● Текст для чтения
▼▼▼
После долгого обсуждения русский министр и французский посол лишь укрепились в своих идеях. Только встреча двух государей могла положить конец разногласиям. Было решено направить Наполеону оба плана с просьбой прислать свои мнения и предложение о встрече. Для такой встречи предполагалось выбрать место, весьма близкое к Франции, например, Эрфурт. Но писать подобные вещи дорого стоило даже тем, кто дерзал о них говорить. Коленкур, осознавая их химеричность, предпочел предоставить заботу письменного изложения Румянцеву. Тот согласился взяться за эту задачу и составил записку, черновик которой был полностью написан его рукой и которую Коленкур должен был передать непосредственно Наполеону. Тем не менее, решившись написать, он не решился ее подписать. Для придания ей аутентичности, император Александр объявил Коленкуру в беседе, что записка полностью им одобрена и должна быть принята, хоть и без подписи, как подлинное выражение мысли русского двора.
Однако мало было обсудить при встрече планы раздела Турецкой империи. Наполеон полагал, что для удовлетворения русских требуется что-то более существенное, что-то, что потребовало бы наименьших жертв от него, но глубоко затронуло их, а именно покорение Финляндии. Он приказал Коленкуру настоятельно потребовать начала экспедиции против Швеции – по причине, о которой мы только что сказали, а также потому, что желал бесповоротно вовлечь Россию в свою систему. Вступив в войну со шведами, она не смогла бы не вступить в войну и с англичанами, перейдя от простого объявления войны к действительным военным действиям. Русские, казалось, не торопились выступать, но, непрестанно побуждаемые Коленкуром, в конце концов вошли в Финляндию в феврале, в то самое время, когда обсуждался план раздела, о котором мы рассказали.
▲▲▲
Строки из набора данных с указанием точек:
▼▼▼
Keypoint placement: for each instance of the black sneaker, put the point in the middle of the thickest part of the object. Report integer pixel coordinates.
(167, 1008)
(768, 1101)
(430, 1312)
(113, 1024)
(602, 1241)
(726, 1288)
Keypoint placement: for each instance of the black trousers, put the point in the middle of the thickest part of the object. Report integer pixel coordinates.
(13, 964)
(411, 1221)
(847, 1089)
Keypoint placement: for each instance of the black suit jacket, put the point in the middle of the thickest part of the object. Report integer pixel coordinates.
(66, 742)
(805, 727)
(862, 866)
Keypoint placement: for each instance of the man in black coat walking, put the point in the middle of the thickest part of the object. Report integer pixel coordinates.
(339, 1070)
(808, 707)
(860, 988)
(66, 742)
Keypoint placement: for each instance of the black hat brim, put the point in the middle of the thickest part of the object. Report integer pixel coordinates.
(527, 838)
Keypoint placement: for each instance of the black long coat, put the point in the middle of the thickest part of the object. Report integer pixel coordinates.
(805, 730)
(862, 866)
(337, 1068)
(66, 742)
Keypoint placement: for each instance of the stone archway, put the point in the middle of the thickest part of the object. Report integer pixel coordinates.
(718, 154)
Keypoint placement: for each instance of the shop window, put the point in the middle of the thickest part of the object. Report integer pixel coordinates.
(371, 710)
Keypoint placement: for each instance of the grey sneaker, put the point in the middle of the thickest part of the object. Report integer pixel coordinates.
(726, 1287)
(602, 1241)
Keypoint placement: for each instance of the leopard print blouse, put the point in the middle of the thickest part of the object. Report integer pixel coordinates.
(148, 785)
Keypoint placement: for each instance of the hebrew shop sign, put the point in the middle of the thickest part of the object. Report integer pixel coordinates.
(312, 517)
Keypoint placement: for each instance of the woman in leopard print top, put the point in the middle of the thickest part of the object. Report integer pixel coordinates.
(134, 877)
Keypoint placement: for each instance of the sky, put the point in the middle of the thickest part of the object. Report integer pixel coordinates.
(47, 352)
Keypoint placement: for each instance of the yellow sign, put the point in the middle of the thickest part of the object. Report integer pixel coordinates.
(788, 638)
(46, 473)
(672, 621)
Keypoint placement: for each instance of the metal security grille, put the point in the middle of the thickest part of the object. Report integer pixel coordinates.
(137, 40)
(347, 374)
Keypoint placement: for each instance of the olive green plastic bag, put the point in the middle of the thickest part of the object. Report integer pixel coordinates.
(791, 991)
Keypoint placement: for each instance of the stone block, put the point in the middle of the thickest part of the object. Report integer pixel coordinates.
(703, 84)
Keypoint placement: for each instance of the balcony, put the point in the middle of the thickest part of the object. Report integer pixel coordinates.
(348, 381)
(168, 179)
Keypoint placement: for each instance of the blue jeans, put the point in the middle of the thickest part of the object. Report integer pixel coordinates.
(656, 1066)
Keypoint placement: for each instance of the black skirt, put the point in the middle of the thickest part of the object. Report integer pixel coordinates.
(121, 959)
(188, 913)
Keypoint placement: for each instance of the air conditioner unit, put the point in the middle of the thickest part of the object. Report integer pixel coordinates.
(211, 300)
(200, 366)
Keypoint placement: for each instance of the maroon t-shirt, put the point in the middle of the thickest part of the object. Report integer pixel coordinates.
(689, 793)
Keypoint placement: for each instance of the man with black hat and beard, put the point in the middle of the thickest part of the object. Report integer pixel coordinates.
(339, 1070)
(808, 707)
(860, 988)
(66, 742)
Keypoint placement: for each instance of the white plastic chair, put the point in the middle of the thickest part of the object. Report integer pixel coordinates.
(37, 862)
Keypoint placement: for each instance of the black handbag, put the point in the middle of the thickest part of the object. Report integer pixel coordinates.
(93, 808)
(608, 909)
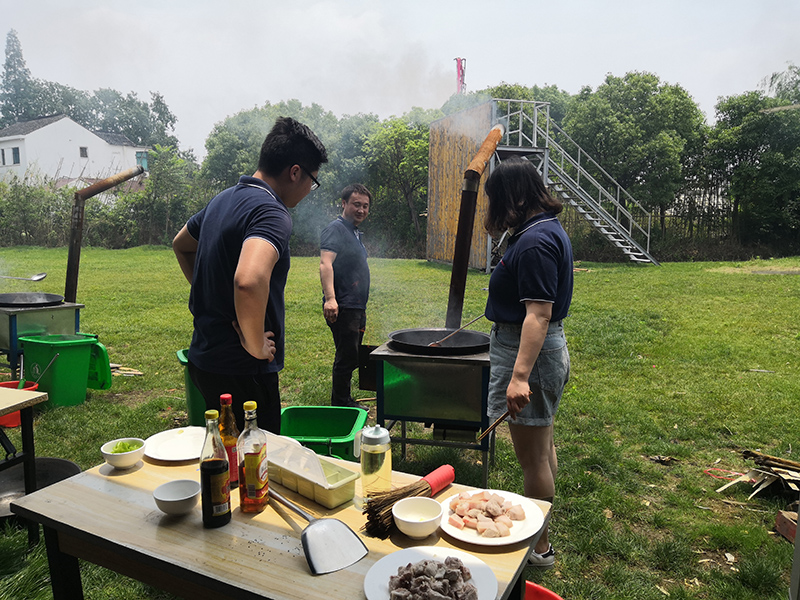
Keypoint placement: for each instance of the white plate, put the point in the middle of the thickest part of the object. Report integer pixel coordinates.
(184, 443)
(376, 583)
(522, 530)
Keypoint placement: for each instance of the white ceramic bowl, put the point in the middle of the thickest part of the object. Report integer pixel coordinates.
(122, 460)
(177, 497)
(417, 517)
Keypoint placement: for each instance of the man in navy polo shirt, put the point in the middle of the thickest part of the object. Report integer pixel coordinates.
(235, 254)
(344, 274)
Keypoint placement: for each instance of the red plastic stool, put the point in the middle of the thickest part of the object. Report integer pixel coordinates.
(13, 419)
(537, 592)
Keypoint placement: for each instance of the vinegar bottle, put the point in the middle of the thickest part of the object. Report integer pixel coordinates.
(215, 490)
(230, 433)
(376, 461)
(252, 454)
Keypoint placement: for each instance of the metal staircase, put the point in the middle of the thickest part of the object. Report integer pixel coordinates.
(574, 176)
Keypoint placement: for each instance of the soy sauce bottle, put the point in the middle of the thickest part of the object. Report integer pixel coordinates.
(215, 492)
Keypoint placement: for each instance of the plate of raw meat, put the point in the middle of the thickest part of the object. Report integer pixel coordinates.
(409, 569)
(491, 517)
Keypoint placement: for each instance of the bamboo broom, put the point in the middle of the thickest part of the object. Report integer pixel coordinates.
(378, 506)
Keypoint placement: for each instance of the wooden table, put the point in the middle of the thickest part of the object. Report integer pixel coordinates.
(109, 517)
(12, 400)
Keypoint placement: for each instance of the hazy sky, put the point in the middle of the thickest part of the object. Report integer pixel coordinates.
(211, 59)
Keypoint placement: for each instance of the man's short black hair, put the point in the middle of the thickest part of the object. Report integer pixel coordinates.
(355, 188)
(290, 143)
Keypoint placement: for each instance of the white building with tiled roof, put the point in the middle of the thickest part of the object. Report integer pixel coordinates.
(57, 147)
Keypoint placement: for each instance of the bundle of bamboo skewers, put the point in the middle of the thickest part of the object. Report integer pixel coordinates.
(378, 507)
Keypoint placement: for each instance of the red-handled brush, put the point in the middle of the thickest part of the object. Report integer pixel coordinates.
(378, 507)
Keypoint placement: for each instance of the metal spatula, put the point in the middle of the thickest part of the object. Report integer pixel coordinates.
(329, 544)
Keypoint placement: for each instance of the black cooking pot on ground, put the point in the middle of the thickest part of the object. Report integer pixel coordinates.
(415, 341)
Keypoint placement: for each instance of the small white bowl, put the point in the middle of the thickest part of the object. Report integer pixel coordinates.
(122, 460)
(177, 497)
(417, 517)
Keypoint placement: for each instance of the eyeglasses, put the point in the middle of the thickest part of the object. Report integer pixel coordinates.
(314, 185)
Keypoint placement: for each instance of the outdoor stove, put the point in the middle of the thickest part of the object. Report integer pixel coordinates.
(23, 319)
(448, 392)
(444, 384)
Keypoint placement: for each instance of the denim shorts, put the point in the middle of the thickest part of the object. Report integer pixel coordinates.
(548, 378)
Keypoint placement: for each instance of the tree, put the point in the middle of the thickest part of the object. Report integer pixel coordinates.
(19, 90)
(756, 153)
(397, 158)
(785, 85)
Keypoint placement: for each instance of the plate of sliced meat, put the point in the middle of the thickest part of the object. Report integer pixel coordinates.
(491, 517)
(440, 572)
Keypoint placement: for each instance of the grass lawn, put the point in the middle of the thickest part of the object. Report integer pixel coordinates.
(695, 361)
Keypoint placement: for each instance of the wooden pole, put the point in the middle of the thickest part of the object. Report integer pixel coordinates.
(76, 226)
(466, 221)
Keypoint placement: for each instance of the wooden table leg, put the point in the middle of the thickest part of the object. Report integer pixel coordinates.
(65, 574)
(29, 465)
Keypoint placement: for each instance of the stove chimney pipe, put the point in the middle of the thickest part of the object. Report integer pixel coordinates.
(466, 220)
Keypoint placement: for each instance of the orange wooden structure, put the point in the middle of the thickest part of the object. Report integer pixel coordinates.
(454, 141)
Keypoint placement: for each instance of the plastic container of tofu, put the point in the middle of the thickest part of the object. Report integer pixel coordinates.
(315, 477)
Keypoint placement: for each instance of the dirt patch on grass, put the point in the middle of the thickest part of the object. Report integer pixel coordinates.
(758, 270)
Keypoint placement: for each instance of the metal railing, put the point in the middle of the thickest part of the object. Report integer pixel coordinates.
(576, 176)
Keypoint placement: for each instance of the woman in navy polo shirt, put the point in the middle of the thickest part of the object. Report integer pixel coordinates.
(529, 294)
▲▲▲
● Задания
**1)** Кто, согласно тексту о франко-русских переговорах, собственноручно составил записку, которую Коленкур должен был передать Наполеону?
**2)** Напишите продолжение текста о франко-русских переговорах, начиная сразу после его последнего предложения.
Записи для работы не понадобятся.

● Ответы
**1)** Румянцев.

**2)**
Несмотря на все усилия, Александр не смог собрать на границе Финляндии более 25 тысяч человек. Командование ими он доверил генерал Буксгевдену, тому самому, который выказал свою некомпетентность в Аустерлице и еще более разительным образом – в войне со Швецией. Ему дали превосходные войска и хороших помощников, а именно героического и неутомимого Багратиона, который по окончании одной войны захотел поучаствовать в другой. Наполеон торопил их начать зимой, в морозы, дабы они могли без труда пересекать по льду озера, которыми усеяна Финляндия. Этот край защищал доблестный шведский офицер генерал Клингспорр, с 15 тысячами человек крепких регулярных войск и 4–5 тысячами ополченцев. Если бы шведское правительство, проявив больше внимания к полученным предупреждениям, приняло меры предосторожности и направило туда все свои силы, оно смогло бы с преимуществом побороться за эту ценную провинцию. Но Швеция оставила там слишком мало войск, и притом войск слишком неподготовленных, чтобы они могли оказать действенное сопротивление. Русские, в свою очередь, атаковали в соответствии с весьма дурно задуманным планом, который свидетельствовал о глубочайшей некомпетентности их главнокомандующего.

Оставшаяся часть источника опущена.